[Excerpts from a location annotation dataset]
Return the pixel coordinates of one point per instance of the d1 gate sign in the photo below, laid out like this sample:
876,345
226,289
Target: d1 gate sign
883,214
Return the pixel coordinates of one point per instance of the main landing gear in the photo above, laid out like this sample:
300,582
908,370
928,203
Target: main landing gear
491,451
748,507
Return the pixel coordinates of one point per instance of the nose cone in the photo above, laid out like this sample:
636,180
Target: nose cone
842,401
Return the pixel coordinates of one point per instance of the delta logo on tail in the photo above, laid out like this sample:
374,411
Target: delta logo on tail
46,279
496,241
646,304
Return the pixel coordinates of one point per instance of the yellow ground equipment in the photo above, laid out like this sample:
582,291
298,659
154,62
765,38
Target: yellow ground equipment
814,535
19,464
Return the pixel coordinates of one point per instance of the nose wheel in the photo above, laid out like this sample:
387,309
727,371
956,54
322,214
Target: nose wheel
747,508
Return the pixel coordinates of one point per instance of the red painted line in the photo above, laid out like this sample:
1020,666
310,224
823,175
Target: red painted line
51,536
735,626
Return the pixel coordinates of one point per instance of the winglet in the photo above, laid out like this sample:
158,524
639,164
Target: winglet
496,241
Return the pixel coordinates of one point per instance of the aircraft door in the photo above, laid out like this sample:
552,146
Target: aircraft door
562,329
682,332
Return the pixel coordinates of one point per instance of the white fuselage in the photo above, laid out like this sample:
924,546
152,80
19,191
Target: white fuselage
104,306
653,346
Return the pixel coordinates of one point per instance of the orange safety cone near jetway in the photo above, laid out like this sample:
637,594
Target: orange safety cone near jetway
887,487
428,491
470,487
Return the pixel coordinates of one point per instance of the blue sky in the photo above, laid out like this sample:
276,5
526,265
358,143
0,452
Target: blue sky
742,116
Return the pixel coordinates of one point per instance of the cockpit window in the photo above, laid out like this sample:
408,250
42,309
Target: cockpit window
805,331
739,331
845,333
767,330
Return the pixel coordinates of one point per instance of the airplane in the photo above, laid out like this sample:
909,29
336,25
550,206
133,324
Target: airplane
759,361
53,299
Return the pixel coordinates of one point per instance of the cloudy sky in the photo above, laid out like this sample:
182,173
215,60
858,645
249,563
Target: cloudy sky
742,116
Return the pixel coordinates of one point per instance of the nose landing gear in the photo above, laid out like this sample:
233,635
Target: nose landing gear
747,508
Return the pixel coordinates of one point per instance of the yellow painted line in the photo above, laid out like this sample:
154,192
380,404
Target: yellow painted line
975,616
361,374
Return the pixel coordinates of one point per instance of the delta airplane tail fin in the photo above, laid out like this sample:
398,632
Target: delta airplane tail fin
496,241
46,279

### What the task asks:
Transcribe all of the records above line for line, with no changes to any wording or number.

### Worked answer:
Return the pixel coordinates of one point per instance of the d1 gate sign in the photo below, laid out like this sample:
876,345
226,289
Target: d1 gate sign
883,214
Return the pixel coordinates of one point per instance of the main landing gear in the photo above, laid out like this sample:
300,582
908,370
928,203
Target: main landing gear
491,451
748,507
Return the pixel coordinates of one point per instance of the nose cone in the photo above, laid out like this sample:
636,180
Target: nose cone
842,401
Return the pixel coordinates of one point per instance of the delta logo on tail in the photo above, laid out like this sample:
374,411
Target: delta logo on tail
46,279
496,241
646,304
Return the pixel coordinates of one point per instance of the yellow ground equipment in the photo above, laid out like this sample:
582,291
298,659
154,62
765,38
Target: yellow ground equipment
814,535
19,464
Return the pixel coordinates of one point per instance of the nose wheel in the photo above, laid out like this sample:
387,309
727,371
956,54
322,214
Target: nose wheel
747,508
Return the pixel coordinates of one point per instance of the red painted line in the photo above, laid out like this sample:
1020,666
310,224
823,175
Target: red painted line
51,536
735,626
Return the pixel coordinates of one point per instance of the winglet in the photo above, laid out like this sample:
158,524
639,164
Target: winglet
496,241
Return the pixel coordinates of one point per instance of the aircraft door in the photo above, laid out like this sample:
552,146
Target: aircraft door
562,329
682,332
Return the pixel coordinates of one point per instance of the white fuselage in the photo above, laid out like this sample:
924,546
152,80
19,191
Target: white fuselage
104,306
653,346
Return the pixel coordinates of one point per instance of the orange safety cone near jetway in the photo above, laid out like this sample:
637,594
Target: orange safety cone near jetway
887,487
428,491
470,487
Return the pixel coordinates of one point per instance of the blue sky in the photo above, laid out like this sample:
276,5
526,265
358,143
0,452
Target: blue sky
742,116
Return the pixel coordinates of one point per instance of the cockpit window in the photo above, laid out like this sample:
408,250
42,309
Target: cockpit window
805,331
739,331
845,333
767,330
Return the pixel coordinates of one point per instance of the airplane in the photo above, laid out like this sample:
909,29
336,25
550,206
133,324
Target: airplane
759,361
53,299
Return the pixel coordinates of one point per instance of the cloudy sky in the photo above, laid out like this sample:
182,173
215,60
858,645
249,563
Target: cloudy sky
742,116
Return the pixel coordinates of one point per instance of the nose landing gear in the photo above, laid out like this sample:
233,635
Target: nose landing gear
747,508
Return the pixel coordinates of one point per instance of the yellow painted line in the photo above, laid out like this sample:
154,192
380,404
Target: yellow painted line
975,616
361,374
Return the pixel coordinates of one point per instance of the delta airplane tail fin in the photo above, laid out like this sample:
398,632
Target: delta airplane tail fin
496,241
46,279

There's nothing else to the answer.